• [The problem]: Turn the material below into a numbered list with one line per entry, skipping blank lines and omitting the pictures.

• [Source material]:

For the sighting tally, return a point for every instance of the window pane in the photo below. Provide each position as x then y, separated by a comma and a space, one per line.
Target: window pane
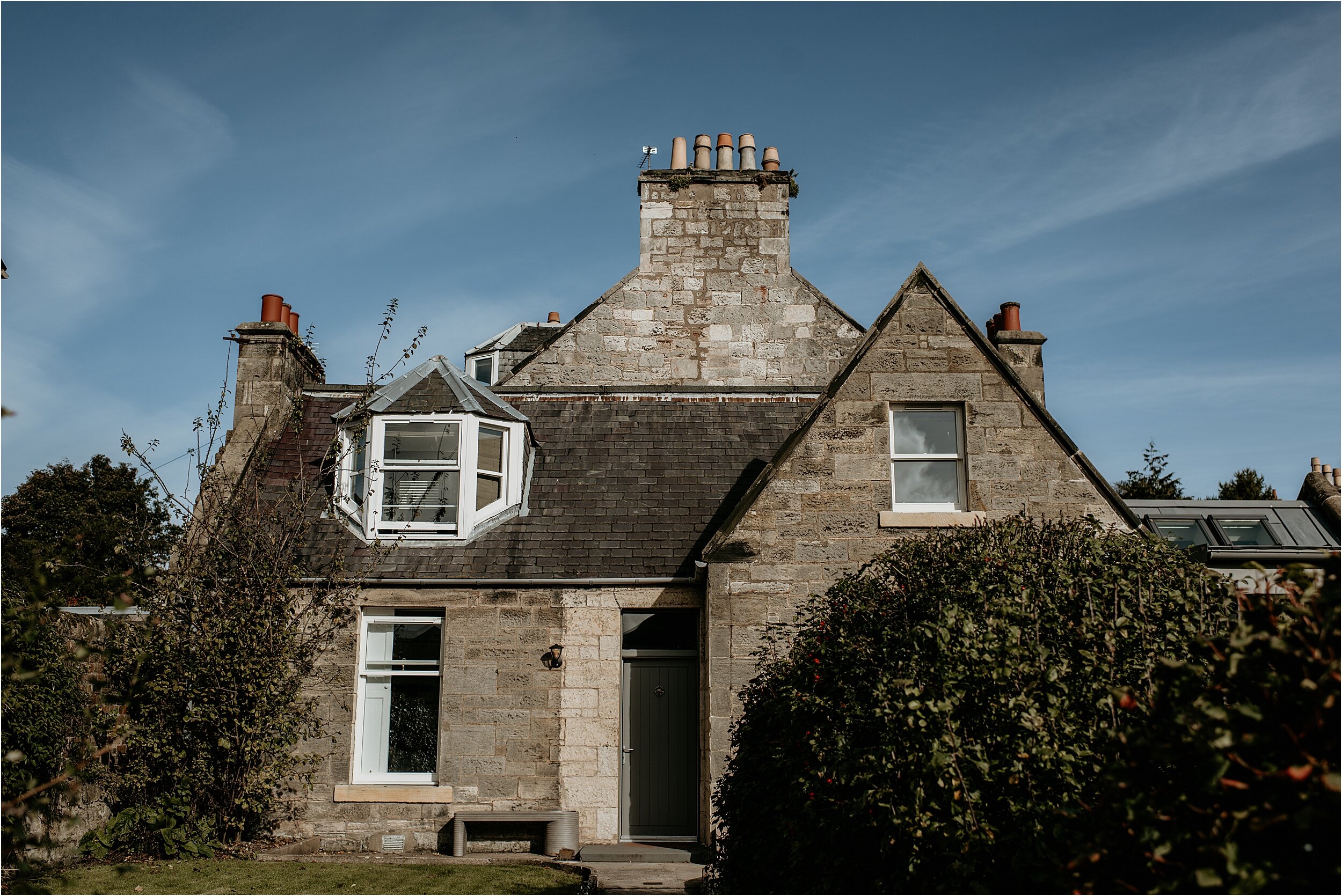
661, 629
359, 482
420, 442
1181, 533
487, 490
1246, 532
927, 482
390, 642
485, 371
492, 450
925, 432
420, 497
412, 723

• [Task answer]:
1. For the sighting tally, return a point for every instance of the window pane in the photo below. Provide each position as x then y, separated by a comma and a space, one per line.
2. Target: window pane
3. 661, 629
4. 359, 482
5. 420, 442
6. 1181, 533
7. 487, 490
8. 1246, 532
9. 927, 482
10. 390, 642
11. 485, 371
12. 492, 450
13. 925, 432
14. 420, 497
15. 412, 723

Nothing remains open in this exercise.